Data section ▸
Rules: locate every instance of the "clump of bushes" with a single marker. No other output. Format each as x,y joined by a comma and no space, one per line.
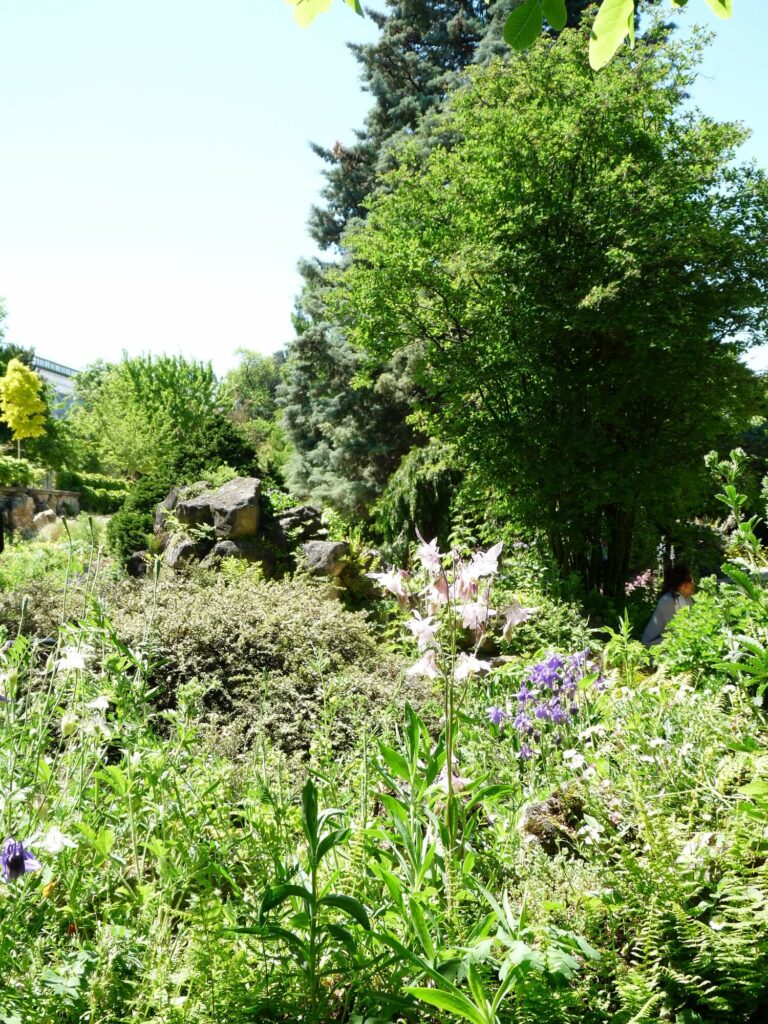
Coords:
269,653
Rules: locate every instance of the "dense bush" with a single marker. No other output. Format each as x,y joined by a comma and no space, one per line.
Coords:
272,653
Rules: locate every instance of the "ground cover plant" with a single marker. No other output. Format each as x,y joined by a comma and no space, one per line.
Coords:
553,835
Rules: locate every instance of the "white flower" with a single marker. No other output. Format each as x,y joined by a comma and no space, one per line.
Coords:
101,704
475,614
68,724
516,615
54,841
393,582
426,666
485,562
573,759
72,659
467,665
423,629
429,555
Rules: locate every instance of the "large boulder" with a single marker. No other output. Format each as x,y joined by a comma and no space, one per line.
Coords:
182,550
326,557
44,518
248,550
22,514
302,522
232,509
138,564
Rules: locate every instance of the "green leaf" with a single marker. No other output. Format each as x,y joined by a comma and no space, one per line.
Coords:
613,24
723,8
395,762
759,790
453,1001
523,25
279,894
309,812
420,927
342,935
555,12
306,10
333,839
352,907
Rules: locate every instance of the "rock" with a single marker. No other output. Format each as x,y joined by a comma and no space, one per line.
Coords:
326,557
22,513
553,821
44,518
236,508
249,550
167,505
232,510
303,522
182,550
138,563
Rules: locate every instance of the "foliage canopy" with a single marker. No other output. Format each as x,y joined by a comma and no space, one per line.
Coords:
580,272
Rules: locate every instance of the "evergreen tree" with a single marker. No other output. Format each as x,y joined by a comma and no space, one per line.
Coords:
349,436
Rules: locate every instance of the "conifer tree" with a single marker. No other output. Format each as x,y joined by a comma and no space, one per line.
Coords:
350,436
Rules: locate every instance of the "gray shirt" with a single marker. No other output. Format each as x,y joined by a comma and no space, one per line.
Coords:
668,607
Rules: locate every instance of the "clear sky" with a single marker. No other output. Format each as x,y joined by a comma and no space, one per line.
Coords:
156,174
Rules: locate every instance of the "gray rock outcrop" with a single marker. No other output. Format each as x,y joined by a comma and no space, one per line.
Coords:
326,557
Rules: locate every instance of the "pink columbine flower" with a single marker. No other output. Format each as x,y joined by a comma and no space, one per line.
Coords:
429,555
475,615
426,666
393,582
423,629
468,665
516,615
485,562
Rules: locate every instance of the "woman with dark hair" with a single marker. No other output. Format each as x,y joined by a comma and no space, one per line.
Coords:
677,593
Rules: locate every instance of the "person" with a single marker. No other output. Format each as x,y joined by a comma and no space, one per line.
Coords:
677,593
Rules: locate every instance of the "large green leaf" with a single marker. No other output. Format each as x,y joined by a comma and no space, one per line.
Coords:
453,1001
613,24
555,12
279,894
352,907
723,8
523,25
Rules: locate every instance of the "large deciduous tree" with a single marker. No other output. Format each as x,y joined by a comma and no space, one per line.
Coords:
20,401
581,272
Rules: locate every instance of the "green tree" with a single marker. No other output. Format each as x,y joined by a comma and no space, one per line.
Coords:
582,271
131,416
20,402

Work to do ▸
Repeat the material above in full and unchanged, minus its images.

The answer ▸
Rules: locate every instance of the "clump of bushes" with a single marker. No other output. Format each as x,y joined by a comma and no space, one per line.
Coords:
269,653
Rules: locate every instance of the "dense bush" with a single marker. No other output. Format each as x,y joined by a comma and no space, one per line.
Coords:
272,653
Rules: locate every instance of the "ground cover plant" with a single marker. No other output. Format each as x,y joined by a comma and no space, one per line.
Coords:
553,835
Rules: locate every instance of the "white flower" with a single marker. No other output. Format each as x,y joined by a comma and no space, one per line.
Coords:
101,704
475,614
68,724
516,615
54,841
393,582
426,666
485,562
573,759
72,659
467,665
423,629
429,555
Rules: locate every instance of the "large boulder" with a single marker. No other output. Format each as x,y joined by a comma and no space, one per line.
Coords:
182,550
326,557
44,518
248,550
22,514
302,522
232,509
138,564
Rules: locate every instance of the "green leaf" with a single marker. No other output. Format each as x,y joined by a comma and no space, one per line.
Coords:
613,24
723,8
395,762
759,790
453,1001
523,25
279,894
309,812
420,927
342,935
555,12
306,10
333,839
352,907
Rules: locate every instance of the "rock" with a single marker. No other output. Format each as x,y joined by a comma and no space, one per line.
Coords:
326,557
22,513
553,821
44,518
236,508
249,550
167,505
232,510
303,522
182,550
138,563
Rules: locate every instance of the "foliage canopy" with a single marker. No other output. Format each as x,y joined by a comma and no space, one per line.
Coords:
580,272
Rules: locate every instance of the "evergreen tree" with a single marker. No other output. Format each as x,y joined by a comma and no space, one per line.
Coords:
349,436
Rules: locate every instance of the "conifer tree" with a single marker. No other output. Format each as x,y joined by a comma and no space, one per line.
Coords:
350,436
Rules: locate every instance of the "gray shirt" with a single marker. No other output. Format each as x,y joined by a comma and no space, one per line.
Coords:
668,607
Rules: locate every instance of the "clear sky" with a single marker. No other output. Format each as x,y joined by a comma and no space, one per line.
Coords:
156,174
Rules: locate every instance of the "gray rock outcrop" with a single marker. No other output. Format each as x,y joined by a comma and no space, one per line.
Coords:
326,557
Rules: locate every instance of the "pink columbine flower" with a single marker. No other output. Format each as x,y joined by a comma and no space, one per line.
Coords:
429,555
475,615
426,666
393,582
423,629
468,665
516,615
485,562
Rules: locate every instance of the "woman with dark hair" with a single marker. No other output. Format each as x,y joined by a comma and no space, one per line.
Coords:
677,593
Rules: locate every instance of the "person" with a single marker. No other output. Format each as x,y joined by a comma and no space, one per line.
Coords:
677,593
Rules: locate every instance of the "large green leaf" with a single marker. No other output. Format each as x,y joined by a comma and no space, one per line.
Coords:
453,1001
613,24
555,12
279,894
352,907
723,8
523,25
Rules: locate every instance of the "large deciduous tree" with a single marker. No other output. Format each as x,y joined by a comma and no space, one per line.
Coords:
20,401
581,272
Rules: locate every instance of the "green tree" with a single marker. No other output. Format each as x,y joined by a comma and no space, one per line.
Coords:
582,271
131,416
20,402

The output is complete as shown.